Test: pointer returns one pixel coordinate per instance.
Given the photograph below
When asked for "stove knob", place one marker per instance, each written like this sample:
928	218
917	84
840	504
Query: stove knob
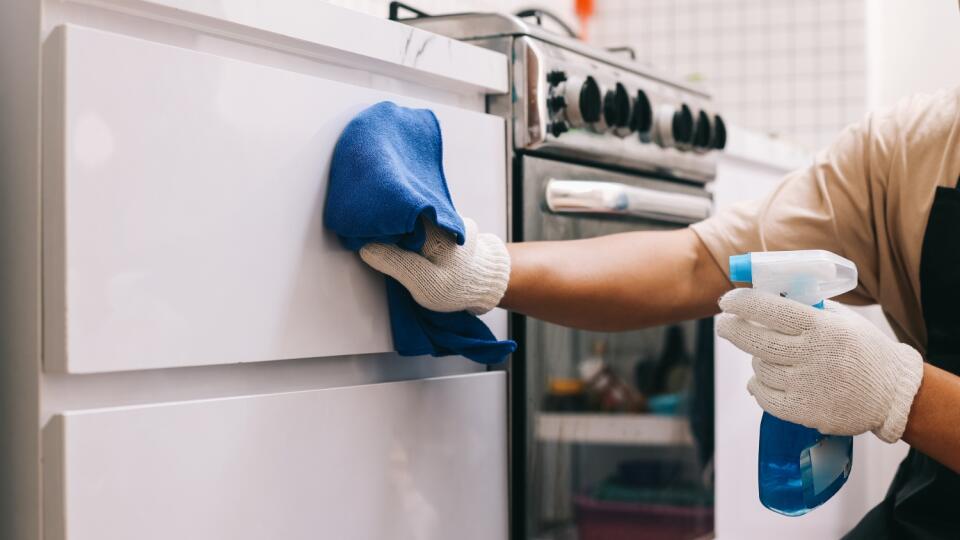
682	126
582	103
558	128
617	110
590	101
556	77
702	132
673	127
719	140
642	119
556	104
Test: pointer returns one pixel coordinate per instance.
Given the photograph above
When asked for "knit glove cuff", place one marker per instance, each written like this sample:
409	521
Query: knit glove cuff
491	274
445	276
909	375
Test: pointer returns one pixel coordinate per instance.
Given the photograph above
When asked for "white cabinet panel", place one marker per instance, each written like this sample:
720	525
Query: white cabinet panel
183	198
321	30
414	460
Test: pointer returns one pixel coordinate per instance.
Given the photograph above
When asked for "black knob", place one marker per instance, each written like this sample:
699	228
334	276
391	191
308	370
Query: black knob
642	119
556	77
556	103
702	133
558	128
616	107
683	125
719	133
590	102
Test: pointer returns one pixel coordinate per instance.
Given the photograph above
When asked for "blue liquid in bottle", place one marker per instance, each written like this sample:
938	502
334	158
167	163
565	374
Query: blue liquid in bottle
800	468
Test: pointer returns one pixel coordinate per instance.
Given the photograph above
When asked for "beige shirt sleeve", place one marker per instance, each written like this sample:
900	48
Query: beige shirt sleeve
828	205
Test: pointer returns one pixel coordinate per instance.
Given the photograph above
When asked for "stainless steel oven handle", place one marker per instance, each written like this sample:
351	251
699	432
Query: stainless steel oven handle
592	197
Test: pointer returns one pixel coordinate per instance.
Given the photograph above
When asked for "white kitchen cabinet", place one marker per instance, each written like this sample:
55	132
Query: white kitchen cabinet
414	460
183	225
186	348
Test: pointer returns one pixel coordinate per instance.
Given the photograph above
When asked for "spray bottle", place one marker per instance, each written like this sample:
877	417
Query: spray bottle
799	468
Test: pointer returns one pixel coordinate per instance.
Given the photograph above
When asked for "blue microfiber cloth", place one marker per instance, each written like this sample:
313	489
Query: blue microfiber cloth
387	174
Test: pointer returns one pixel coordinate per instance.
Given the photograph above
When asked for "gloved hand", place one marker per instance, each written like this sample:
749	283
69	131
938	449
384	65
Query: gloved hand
830	370
445	276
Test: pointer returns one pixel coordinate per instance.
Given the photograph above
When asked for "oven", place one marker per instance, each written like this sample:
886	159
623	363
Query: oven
611	434
588	465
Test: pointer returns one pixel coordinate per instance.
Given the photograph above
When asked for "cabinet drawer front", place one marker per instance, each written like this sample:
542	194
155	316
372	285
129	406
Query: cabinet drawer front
183	199
418	460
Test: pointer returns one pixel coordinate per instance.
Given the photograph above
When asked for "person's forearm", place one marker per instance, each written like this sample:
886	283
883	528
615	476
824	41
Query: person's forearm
933	426
617	282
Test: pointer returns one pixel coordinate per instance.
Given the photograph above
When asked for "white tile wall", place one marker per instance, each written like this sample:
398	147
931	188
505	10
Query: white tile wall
795	69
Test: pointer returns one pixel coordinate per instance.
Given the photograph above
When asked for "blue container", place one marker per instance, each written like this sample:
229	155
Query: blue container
799	468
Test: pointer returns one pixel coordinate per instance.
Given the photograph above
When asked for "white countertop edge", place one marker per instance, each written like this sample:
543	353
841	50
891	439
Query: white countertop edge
376	44
760	148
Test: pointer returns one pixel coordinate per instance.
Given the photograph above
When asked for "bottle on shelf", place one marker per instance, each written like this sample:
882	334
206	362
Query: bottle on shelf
605	390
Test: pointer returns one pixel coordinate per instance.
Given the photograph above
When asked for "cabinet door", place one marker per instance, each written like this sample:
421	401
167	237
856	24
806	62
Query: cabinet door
416	460
183	199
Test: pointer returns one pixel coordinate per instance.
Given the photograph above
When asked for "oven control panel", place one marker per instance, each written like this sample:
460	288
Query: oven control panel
577	106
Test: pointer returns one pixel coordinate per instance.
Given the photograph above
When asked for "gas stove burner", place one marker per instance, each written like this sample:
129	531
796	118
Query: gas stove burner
585	104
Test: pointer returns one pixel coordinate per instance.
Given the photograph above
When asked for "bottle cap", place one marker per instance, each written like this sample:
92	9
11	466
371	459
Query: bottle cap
741	268
566	387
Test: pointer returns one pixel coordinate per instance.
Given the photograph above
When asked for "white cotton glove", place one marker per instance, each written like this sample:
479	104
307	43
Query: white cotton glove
445	276
830	370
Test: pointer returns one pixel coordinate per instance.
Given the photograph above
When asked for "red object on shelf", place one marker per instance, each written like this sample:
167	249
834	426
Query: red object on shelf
584	10
612	520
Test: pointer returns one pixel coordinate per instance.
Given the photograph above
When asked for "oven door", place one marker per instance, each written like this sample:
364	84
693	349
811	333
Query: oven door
612	433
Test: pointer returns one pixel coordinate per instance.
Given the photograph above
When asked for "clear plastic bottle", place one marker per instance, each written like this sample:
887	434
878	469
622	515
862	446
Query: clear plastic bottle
799	468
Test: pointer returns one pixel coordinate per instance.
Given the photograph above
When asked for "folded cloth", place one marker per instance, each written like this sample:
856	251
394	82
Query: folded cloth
385	178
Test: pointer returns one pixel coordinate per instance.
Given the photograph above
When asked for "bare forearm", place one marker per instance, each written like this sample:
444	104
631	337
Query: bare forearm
617	282
933	426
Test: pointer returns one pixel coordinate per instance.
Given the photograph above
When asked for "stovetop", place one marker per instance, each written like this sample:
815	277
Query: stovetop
574	101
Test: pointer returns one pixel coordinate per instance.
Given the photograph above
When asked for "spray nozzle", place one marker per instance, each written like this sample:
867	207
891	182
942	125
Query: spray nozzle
808	276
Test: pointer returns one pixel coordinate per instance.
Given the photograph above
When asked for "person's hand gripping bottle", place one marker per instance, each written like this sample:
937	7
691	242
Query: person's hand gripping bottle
799	467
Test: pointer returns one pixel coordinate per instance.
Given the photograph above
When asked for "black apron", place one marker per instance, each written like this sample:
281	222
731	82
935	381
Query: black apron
924	499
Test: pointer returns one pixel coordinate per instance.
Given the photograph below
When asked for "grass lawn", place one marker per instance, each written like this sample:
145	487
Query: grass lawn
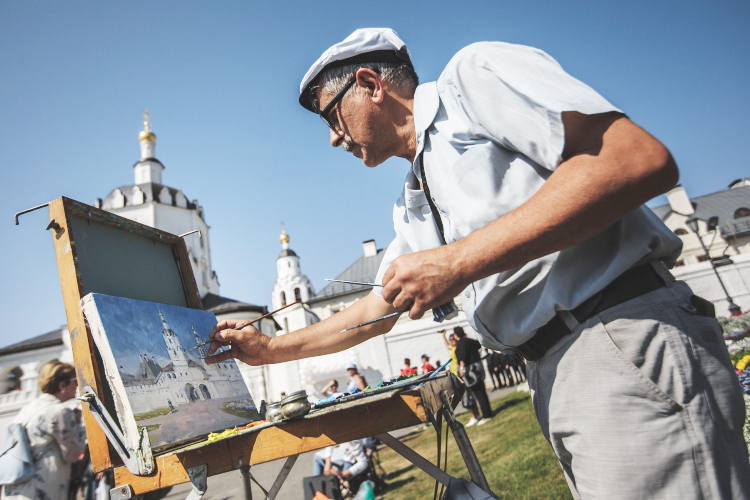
516	459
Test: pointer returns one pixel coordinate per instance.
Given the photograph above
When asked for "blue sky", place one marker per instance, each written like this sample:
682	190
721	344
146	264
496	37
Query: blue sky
221	79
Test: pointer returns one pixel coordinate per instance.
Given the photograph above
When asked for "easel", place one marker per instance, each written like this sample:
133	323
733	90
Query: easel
98	251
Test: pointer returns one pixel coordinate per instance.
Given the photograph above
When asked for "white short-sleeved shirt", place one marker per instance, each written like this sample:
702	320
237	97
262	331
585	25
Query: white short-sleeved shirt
491	131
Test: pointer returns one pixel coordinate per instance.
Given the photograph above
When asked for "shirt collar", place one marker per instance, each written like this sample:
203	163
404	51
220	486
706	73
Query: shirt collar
426	103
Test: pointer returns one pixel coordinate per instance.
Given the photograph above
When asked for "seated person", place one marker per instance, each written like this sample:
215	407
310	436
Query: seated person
331	389
346	460
408	369
426	366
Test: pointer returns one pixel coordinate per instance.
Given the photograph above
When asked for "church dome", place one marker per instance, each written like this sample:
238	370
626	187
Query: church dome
146	135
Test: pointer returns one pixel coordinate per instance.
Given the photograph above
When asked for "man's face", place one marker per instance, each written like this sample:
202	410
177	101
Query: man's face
360	126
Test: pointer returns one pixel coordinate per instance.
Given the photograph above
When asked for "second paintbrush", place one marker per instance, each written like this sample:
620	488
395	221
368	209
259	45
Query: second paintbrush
250	323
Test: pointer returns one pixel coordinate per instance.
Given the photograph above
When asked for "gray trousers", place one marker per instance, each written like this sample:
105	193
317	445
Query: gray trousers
641	401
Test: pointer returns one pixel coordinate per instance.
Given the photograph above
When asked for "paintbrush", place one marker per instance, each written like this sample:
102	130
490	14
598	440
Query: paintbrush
354	282
250	322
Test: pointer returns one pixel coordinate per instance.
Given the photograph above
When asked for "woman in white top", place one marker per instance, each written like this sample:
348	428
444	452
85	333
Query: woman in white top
55	435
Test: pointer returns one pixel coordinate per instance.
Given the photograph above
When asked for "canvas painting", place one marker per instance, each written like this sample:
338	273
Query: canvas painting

※

_Task brief_. Count the lines in the listing above that contain the word "kitchen", and give only the number.

_Solution below_. 2